◆ **Goal of the exercise**: Each line in the entries below that holds the string "bouquet" is to be listed.

◆ **Data for analysis**:
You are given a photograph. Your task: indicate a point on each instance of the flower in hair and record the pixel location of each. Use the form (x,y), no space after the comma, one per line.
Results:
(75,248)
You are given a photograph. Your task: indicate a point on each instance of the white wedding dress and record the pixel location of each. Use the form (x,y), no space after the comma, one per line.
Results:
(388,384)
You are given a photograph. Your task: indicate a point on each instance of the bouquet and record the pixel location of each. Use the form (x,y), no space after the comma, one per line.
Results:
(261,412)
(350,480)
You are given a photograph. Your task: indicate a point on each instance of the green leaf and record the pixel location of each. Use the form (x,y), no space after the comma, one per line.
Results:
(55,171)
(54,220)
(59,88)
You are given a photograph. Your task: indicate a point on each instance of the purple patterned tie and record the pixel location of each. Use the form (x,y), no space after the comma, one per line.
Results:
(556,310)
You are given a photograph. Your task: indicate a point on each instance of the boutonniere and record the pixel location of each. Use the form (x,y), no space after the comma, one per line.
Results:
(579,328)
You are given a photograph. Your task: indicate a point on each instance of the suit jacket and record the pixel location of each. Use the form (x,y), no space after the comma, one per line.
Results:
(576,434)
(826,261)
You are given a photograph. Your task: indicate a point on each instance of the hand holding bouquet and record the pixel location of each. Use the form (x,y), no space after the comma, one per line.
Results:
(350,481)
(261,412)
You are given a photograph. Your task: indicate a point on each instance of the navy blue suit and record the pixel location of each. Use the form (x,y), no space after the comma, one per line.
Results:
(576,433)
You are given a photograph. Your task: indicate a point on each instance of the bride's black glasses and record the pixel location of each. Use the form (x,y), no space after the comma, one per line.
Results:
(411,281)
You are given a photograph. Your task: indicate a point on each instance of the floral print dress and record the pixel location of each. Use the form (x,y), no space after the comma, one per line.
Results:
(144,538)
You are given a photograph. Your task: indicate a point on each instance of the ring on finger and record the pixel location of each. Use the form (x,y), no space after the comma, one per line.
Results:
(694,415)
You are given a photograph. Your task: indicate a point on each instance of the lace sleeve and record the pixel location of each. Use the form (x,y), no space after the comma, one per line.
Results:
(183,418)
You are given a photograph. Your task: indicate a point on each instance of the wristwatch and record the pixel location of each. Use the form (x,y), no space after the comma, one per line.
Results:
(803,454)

◆ **Response area**:
You are given a photograph. Your task: indicate a point on each instance of the bouquet and record the pixel location of each. Use the form (x,y), no space after the comma, one per line.
You are given a photograph. Your task: indicate a point on each instance of the hand holding bouquet and record the pixel location of each. Use the form (x,y), no space after the comma, one per line.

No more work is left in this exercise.